## Prompt
Set down exactly the lines that run from the line with "Target: wicker planter basket" to the end of the data, and nothing else.

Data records
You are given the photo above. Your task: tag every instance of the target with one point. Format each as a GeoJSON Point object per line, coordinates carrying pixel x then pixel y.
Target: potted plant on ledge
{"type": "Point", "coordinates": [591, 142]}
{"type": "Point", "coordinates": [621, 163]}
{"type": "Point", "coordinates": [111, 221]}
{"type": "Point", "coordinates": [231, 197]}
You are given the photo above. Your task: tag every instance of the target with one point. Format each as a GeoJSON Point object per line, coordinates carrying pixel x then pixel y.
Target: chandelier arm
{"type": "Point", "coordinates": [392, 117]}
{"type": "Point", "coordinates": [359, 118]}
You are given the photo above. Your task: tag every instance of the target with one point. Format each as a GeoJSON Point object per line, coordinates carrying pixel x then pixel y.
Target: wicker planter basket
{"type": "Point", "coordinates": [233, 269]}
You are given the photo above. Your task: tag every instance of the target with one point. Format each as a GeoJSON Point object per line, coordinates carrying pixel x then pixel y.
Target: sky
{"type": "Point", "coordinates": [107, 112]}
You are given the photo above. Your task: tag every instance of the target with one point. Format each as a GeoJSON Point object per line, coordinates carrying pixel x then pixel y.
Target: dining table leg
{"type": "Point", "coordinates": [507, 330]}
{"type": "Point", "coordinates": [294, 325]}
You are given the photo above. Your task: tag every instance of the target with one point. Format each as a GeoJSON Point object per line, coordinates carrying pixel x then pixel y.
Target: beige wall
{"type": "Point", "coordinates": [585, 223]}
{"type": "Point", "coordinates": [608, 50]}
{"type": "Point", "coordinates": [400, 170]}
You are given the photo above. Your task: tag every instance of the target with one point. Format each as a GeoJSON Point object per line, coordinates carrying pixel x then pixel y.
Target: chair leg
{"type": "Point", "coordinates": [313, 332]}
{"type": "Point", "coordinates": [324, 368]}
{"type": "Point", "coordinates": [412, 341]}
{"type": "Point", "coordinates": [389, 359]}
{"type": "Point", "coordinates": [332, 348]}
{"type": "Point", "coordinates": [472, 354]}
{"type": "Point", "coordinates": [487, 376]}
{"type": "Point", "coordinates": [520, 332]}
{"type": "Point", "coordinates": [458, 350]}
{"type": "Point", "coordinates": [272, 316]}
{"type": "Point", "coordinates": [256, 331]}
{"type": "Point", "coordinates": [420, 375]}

## Worked solution
Target: wicker planter basket
{"type": "Point", "coordinates": [233, 269]}
You are given the photo above. Your task: tag every instance of the target with one point. Format each as a GeoJSON Point object per line, coordinates carrying pixel x then pixel y.
Target: sky
{"type": "Point", "coordinates": [107, 112]}
You are given the photo above. Your task: tag every instance of the target with one point. Format each as a GeoJSON Point object per line, coordinates carrying pixel x then pixel y.
Target: dining table leg
{"type": "Point", "coordinates": [507, 330]}
{"type": "Point", "coordinates": [294, 325]}
You are given the photo above. Your task: tag every instance of the target with one point. Format each as a GeoJSON Point object per line, coordinates carrying pixel x then pixel y.
Target: beige wall
{"type": "Point", "coordinates": [585, 223]}
{"type": "Point", "coordinates": [608, 50]}
{"type": "Point", "coordinates": [400, 170]}
You are given the photo above. Your task: tag every instance of the target with one point. Format each as a GeoJSON Point object per line, coordinates carrying pixel x then pixel y.
Target: chair leg
{"type": "Point", "coordinates": [313, 332]}
{"type": "Point", "coordinates": [324, 368]}
{"type": "Point", "coordinates": [412, 341]}
{"type": "Point", "coordinates": [389, 359]}
{"type": "Point", "coordinates": [332, 348]}
{"type": "Point", "coordinates": [472, 354]}
{"type": "Point", "coordinates": [487, 376]}
{"type": "Point", "coordinates": [520, 332]}
{"type": "Point", "coordinates": [458, 350]}
{"type": "Point", "coordinates": [272, 316]}
{"type": "Point", "coordinates": [256, 331]}
{"type": "Point", "coordinates": [420, 375]}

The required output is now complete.